Stored data entries:
==*==

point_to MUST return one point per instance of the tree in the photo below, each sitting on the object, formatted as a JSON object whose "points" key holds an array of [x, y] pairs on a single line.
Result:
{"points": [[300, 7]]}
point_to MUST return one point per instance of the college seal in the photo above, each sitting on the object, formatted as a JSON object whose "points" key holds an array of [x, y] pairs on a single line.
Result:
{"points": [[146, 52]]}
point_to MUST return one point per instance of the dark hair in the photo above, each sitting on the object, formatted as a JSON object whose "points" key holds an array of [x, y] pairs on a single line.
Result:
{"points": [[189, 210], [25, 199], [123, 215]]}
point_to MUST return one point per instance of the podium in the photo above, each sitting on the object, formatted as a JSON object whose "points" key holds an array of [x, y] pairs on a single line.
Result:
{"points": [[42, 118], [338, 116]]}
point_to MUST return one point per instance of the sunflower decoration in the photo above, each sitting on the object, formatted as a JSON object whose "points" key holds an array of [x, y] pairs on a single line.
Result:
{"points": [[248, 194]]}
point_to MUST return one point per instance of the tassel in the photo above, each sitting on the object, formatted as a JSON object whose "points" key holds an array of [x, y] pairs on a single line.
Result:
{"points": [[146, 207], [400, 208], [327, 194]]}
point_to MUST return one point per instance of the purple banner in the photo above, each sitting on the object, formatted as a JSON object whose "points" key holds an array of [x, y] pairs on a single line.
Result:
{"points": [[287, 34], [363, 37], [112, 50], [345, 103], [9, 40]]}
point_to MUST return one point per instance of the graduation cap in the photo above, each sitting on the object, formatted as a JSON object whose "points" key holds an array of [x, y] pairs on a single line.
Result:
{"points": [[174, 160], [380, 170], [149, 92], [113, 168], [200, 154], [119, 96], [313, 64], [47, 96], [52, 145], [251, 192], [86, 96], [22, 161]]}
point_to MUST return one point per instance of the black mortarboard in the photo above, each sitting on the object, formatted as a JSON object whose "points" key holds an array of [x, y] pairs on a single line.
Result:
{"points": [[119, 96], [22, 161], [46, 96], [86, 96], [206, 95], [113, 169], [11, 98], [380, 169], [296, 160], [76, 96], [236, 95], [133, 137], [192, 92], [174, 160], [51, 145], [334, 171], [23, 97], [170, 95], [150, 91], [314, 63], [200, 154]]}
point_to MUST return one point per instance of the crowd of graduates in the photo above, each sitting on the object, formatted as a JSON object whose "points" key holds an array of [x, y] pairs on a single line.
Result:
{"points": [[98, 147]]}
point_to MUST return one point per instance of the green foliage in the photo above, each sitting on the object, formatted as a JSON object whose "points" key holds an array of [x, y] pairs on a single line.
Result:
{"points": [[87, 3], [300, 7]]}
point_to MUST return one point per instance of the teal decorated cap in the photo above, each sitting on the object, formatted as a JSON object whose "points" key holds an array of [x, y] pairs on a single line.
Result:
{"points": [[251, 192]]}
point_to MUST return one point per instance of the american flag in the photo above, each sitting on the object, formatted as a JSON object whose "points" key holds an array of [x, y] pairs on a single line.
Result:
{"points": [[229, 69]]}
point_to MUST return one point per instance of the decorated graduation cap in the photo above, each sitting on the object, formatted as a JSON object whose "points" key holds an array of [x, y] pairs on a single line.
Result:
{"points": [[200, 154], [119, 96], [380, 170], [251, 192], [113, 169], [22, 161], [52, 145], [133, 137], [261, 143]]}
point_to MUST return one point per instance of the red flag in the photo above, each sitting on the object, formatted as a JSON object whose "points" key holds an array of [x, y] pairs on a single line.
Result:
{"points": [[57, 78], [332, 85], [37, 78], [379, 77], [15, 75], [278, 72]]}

==*==

PROBLEM TO SOLVE: Transcribe all of the data, keeping every line identical.

EXPECTED ANSWER:
point_to MUST return one point per instance of the tree in the photo below, each sitting on the object, formatted as a JSON object whose "points" key holds an array of [x, y] pairs on a single line.
Result:
{"points": [[300, 7]]}
point_to MUST return one point per instance of the college seal in the photo above, each sitting on the object, formatted as a JSON object whose "points" key holds an array of [x, y] pairs on a single line.
Result:
{"points": [[146, 52]]}
point_to MUST return one point per instance of the dark hair in the photo above, each sitting on the object, formatted as a JSON object whose "points" key holds an array of [x, y] pairs on a single line.
Result:
{"points": [[189, 210], [25, 199], [123, 215]]}
point_to MUST return one point per instance of the podium in the photo above, each sitting on the object, formatted as a JSON object whose "points" key holds an array of [x, y] pairs on a single line.
Result:
{"points": [[42, 118], [338, 116]]}
point_to MUST return one point per instance of the sunflower decoration in the photo above, each sitting on the object, formatted as a JSON object whose "points" key holds an array of [x, y] pairs on a single line.
Result:
{"points": [[248, 194]]}
point_to MUST return one point per instance of the tassel in the photo above, each sitting on the object, formatted as a JSON object whose "points" key holds an array of [x, y] pairs on a single line.
Result:
{"points": [[146, 207], [400, 208], [327, 194]]}
point_to MUST return one point per instance of the purple banner in the photo above, each sitting on the object, formatted as a JSON object whose "points" key holds an array of [x, y] pairs on a single line.
Result:
{"points": [[287, 34], [363, 37], [112, 50], [345, 103], [9, 40]]}
point_to MUST return one point per instance of the graduation cap in the photo above, each sitting on the object, formatted as a JSON object whose "points" key holds an array of [x, y] pairs on a single line.
Result:
{"points": [[174, 160], [380, 170], [149, 92], [113, 168], [200, 154], [119, 96], [313, 64], [47, 96], [52, 145], [251, 192], [86, 96], [22, 161]]}
point_to MUST return one point per instance of the black mortarboard in the photo above, each sitting on the object, formatted as a JSON object whose "points" key holds an array of [x, y] pairs on a single line.
Result:
{"points": [[119, 96], [22, 161], [46, 96], [86, 96], [206, 95], [113, 169], [11, 98], [380, 169], [296, 160], [76, 96], [236, 95], [133, 137], [192, 92], [174, 160], [51, 145], [334, 171], [23, 97], [170, 95], [150, 91], [314, 63], [200, 154]]}
point_to MUST return one point per instance of the crowd of graduates in the photo above, each sitting on the object, formatted as a JSON object whose "points" key holds an array of [x, y] pairs on a single line.
Result:
{"points": [[98, 147]]}
point_to MUST return one point per instance of the green foliage in the photo above, each sitting on the object, formatted as a JSON object whose "points" key holds an array of [x, y] pairs on a single line.
Result:
{"points": [[87, 3], [300, 7]]}
point_to MUST return one point per instance of the teal decorated cap in the photo above, each sitting on the object, formatted as a JSON object whose "points" key holds an array of [x, y] pairs on a single line.
Result:
{"points": [[251, 192]]}
point_to MUST return one point per instance of the american flag in the photo above, each sitting on the object, formatted as a JSON object whose "points" key holds an array of [x, y] pairs on a single line.
Result:
{"points": [[229, 69]]}
point_to MUST return one point per instance of the decorated graduation cap in the photo above, each sitting on the object, formatted as a JSON object whose "points" key holds an array of [x, y] pairs on a single line.
Result:
{"points": [[200, 154], [119, 96], [380, 170], [251, 192], [113, 169], [22, 161], [52, 145], [133, 137], [261, 143]]}
point_to MUST return one point per instance of the red flag in the photo above, each sitting on the object, formatted as a JSON object whose "points" key holds an array of [x, y] pairs on a single line.
Result:
{"points": [[57, 78], [332, 85], [37, 78], [379, 77], [15, 75], [278, 72]]}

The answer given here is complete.